* _Exercise directions_
Rewrite the lines below with every occurrence of "rough mask" changed to "coarse mask", leaving everything else unchanged.

* _Source material_

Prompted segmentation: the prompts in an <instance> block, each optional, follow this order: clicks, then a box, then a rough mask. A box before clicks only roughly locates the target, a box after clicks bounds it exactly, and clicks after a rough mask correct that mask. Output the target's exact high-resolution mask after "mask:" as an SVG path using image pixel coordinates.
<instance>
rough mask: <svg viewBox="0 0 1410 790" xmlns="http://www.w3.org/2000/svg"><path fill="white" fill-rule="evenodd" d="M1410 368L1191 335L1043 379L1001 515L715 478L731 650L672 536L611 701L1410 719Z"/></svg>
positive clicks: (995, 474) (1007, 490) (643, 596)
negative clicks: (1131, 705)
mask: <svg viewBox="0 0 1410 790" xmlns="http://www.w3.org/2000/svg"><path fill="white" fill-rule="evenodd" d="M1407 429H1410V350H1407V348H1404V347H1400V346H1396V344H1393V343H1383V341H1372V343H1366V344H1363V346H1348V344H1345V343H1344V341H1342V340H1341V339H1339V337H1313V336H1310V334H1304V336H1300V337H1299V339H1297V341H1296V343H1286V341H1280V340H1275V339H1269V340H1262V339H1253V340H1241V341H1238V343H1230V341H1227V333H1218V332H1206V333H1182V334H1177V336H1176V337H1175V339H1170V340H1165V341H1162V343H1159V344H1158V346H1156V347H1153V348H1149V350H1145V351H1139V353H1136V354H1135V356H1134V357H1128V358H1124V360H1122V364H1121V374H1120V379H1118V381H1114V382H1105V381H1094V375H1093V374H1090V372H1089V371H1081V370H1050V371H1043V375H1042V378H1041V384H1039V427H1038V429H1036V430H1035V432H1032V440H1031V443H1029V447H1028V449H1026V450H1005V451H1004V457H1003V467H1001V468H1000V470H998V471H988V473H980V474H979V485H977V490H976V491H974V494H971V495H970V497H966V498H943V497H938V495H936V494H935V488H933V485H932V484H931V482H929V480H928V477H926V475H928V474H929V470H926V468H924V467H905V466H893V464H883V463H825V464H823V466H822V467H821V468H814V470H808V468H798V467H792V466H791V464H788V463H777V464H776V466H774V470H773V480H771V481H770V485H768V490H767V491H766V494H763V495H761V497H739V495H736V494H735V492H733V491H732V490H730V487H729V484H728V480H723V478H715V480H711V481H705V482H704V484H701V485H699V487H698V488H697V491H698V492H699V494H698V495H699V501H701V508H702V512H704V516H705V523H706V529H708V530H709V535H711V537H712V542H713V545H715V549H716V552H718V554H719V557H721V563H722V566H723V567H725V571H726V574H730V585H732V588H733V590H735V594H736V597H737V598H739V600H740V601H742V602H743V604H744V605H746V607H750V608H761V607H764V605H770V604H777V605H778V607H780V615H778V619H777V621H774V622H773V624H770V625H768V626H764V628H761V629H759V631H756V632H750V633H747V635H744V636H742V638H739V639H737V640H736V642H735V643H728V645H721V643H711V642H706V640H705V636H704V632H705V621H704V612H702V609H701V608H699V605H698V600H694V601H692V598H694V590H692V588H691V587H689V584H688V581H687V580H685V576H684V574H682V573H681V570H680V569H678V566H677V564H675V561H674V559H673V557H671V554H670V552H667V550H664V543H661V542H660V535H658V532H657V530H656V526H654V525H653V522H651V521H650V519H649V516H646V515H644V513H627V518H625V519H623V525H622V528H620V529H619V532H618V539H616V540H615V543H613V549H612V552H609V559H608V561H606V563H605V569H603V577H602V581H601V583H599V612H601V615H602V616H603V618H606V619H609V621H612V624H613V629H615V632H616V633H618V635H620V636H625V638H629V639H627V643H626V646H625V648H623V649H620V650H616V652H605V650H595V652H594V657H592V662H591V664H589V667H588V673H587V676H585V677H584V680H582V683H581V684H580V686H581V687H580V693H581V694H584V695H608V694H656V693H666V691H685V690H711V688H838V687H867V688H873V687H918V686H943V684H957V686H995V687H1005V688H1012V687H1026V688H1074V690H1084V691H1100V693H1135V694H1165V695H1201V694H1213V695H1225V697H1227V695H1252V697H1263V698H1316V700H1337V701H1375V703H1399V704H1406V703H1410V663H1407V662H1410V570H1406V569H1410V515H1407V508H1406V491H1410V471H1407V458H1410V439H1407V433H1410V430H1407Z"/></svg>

* _The answer_
Prompted segmentation: the prompts in an <instance> block, each optional, follow this order: clicks, then a box, then a coarse mask. A box before clicks only roughly locates the target, a box after clicks bounds it exactly, and clicks after a coarse mask correct that mask. Output the target's exact high-resolution mask after "mask:" as an SVG path using image pixel coordinates.
<instance>
coarse mask: <svg viewBox="0 0 1410 790" xmlns="http://www.w3.org/2000/svg"><path fill="white" fill-rule="evenodd" d="M1410 368L1191 335L1043 379L1001 515L715 478L731 650L672 536L611 701L1410 719Z"/></svg>
positive clicks: (995, 474) (1007, 490) (643, 596)
negative clicks: (1131, 705)
mask: <svg viewBox="0 0 1410 790" xmlns="http://www.w3.org/2000/svg"><path fill="white" fill-rule="evenodd" d="M1407 429H1410V350H1407V348H1404V347H1400V346H1396V344H1393V343H1383V341H1372V343H1366V344H1363V346H1348V344H1345V343H1344V341H1342V340H1341V339H1339V337H1313V336H1310V334H1304V336H1300V337H1299V339H1297V341H1296V343H1286V341H1280V340H1275V339H1269V340H1262V339H1253V340H1241V341H1238V343H1230V341H1227V333H1218V332H1206V333H1182V334H1177V336H1176V337H1175V339H1170V340H1165V341H1162V343H1159V344H1158V346H1156V347H1153V348H1149V350H1145V351H1139V353H1136V354H1135V356H1134V357H1128V358H1124V360H1122V364H1121V374H1120V379H1118V381H1114V382H1105V381H1094V375H1093V374H1090V372H1089V371H1081V370H1050V371H1043V375H1042V378H1041V384H1039V427H1038V429H1036V430H1035V432H1032V440H1031V443H1029V447H1028V449H1026V450H1005V451H1004V457H1003V467H1001V468H1000V470H998V471H988V473H980V474H979V485H977V490H976V491H974V494H971V495H970V497H966V498H943V497H938V495H936V494H935V488H933V485H932V484H931V482H929V480H928V477H926V475H928V474H929V470H926V468H924V467H905V466H893V464H883V463H825V464H823V466H822V467H821V468H814V470H808V468H798V467H792V466H791V464H788V463H777V464H776V466H774V470H773V480H771V481H770V485H768V490H767V491H766V494H763V495H761V497H739V495H736V494H735V492H733V491H732V490H730V487H729V484H728V480H723V478H715V480H711V481H705V482H704V484H701V485H699V487H698V488H697V491H698V492H699V494H698V495H699V501H701V508H702V512H704V516H705V523H706V529H708V530H709V535H711V537H712V542H713V545H715V549H716V552H718V554H719V557H721V563H722V566H723V567H725V571H726V574H730V585H732V588H733V590H735V594H736V597H737V598H739V600H740V601H742V602H743V604H744V605H746V607H750V608H761V607H764V605H770V604H777V605H778V607H780V615H778V619H777V621H774V622H773V624H770V625H768V626H764V628H761V629H759V631H756V632H750V633H747V635H744V636H742V638H739V639H737V640H736V642H735V643H728V645H721V643H711V642H706V640H705V636H704V632H705V621H704V612H702V609H701V608H699V605H698V600H694V601H692V598H694V590H692V588H691V587H689V584H688V581H687V580H685V576H684V574H682V573H681V570H680V569H678V566H677V564H675V561H674V559H673V557H671V554H670V552H667V550H664V543H661V542H660V535H658V532H657V530H656V526H654V525H653V522H651V521H650V519H649V516H646V515H644V513H627V518H625V519H623V525H622V528H620V529H619V532H618V539H616V540H615V543H613V549H612V552H609V559H608V561H606V563H605V569H603V577H602V581H601V583H599V612H601V615H602V616H603V618H606V619H609V621H612V624H613V629H615V632H616V633H618V635H620V636H625V638H629V639H627V643H626V646H625V648H623V649H620V650H616V652H605V650H595V652H594V657H592V662H591V664H589V667H588V673H587V676H585V677H584V680H582V683H581V684H580V686H581V687H580V693H581V694H584V695H608V694H656V693H666V691H685V690H711V688H838V687H867V688H873V687H918V686H943V684H957V686H995V687H1005V688H1012V687H1026V688H1074V690H1084V691H1100V693H1135V694H1165V695H1201V694H1213V695H1225V697H1227V695H1252V697H1263V698H1316V700H1337V701H1375V703H1399V704H1406V703H1410V663H1407V662H1410V570H1406V569H1410V515H1407V508H1406V491H1410V471H1407V458H1410V439H1407V433H1410V430H1407Z"/></svg>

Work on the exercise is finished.